**What is expected**
Rewrite all of the data below, substituting "occurrence" for every "instance" and leaving everything else unchanged. Omit the pictures from your answer.

#####

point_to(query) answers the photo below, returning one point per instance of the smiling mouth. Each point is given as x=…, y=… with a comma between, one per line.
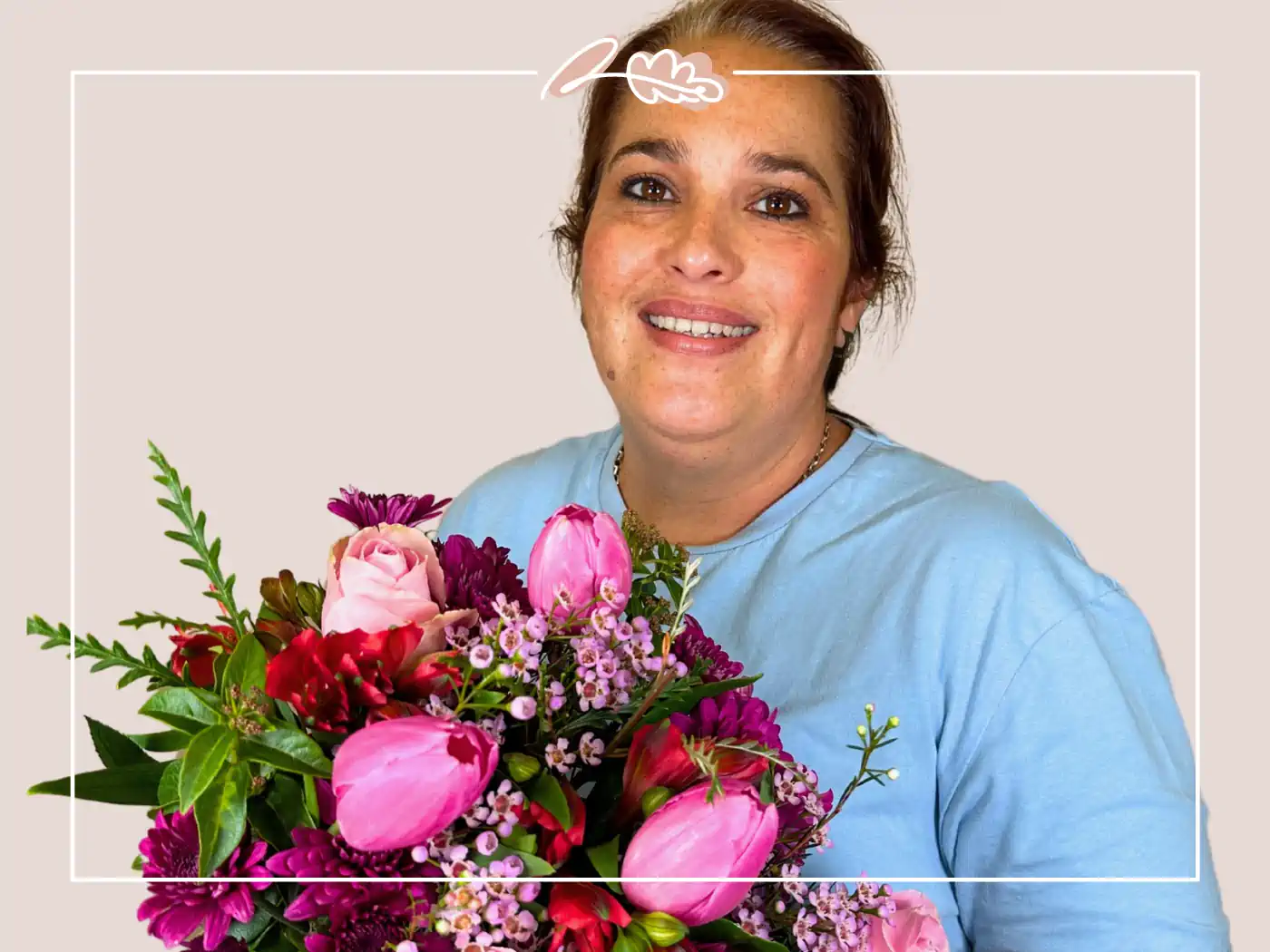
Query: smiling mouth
x=698, y=329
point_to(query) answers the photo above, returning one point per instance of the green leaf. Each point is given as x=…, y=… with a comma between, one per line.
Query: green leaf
x=114, y=656
x=521, y=840
x=286, y=797
x=251, y=930
x=181, y=708
x=267, y=824
x=603, y=857
x=161, y=743
x=203, y=759
x=545, y=791
x=733, y=936
x=533, y=865
x=135, y=784
x=221, y=816
x=247, y=664
x=169, y=784
x=114, y=749
x=286, y=749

#####

**Answer for the task**
point_to(query) answers the photo below, returning one point per occurrence of the smiling mouth. Each point is given as x=…, y=… with a comma between, one per line.
Query: smiling mouth
x=698, y=329
point_to(query) answers the photo above, returning one point per occurrence of the green leaf. Each point is given as x=…, y=… with a comma between, one per line.
Query: green leaf
x=114, y=656
x=521, y=840
x=286, y=797
x=251, y=930
x=181, y=708
x=267, y=824
x=603, y=857
x=161, y=743
x=203, y=759
x=545, y=791
x=733, y=936
x=533, y=865
x=135, y=784
x=221, y=816
x=247, y=664
x=169, y=784
x=114, y=749
x=286, y=749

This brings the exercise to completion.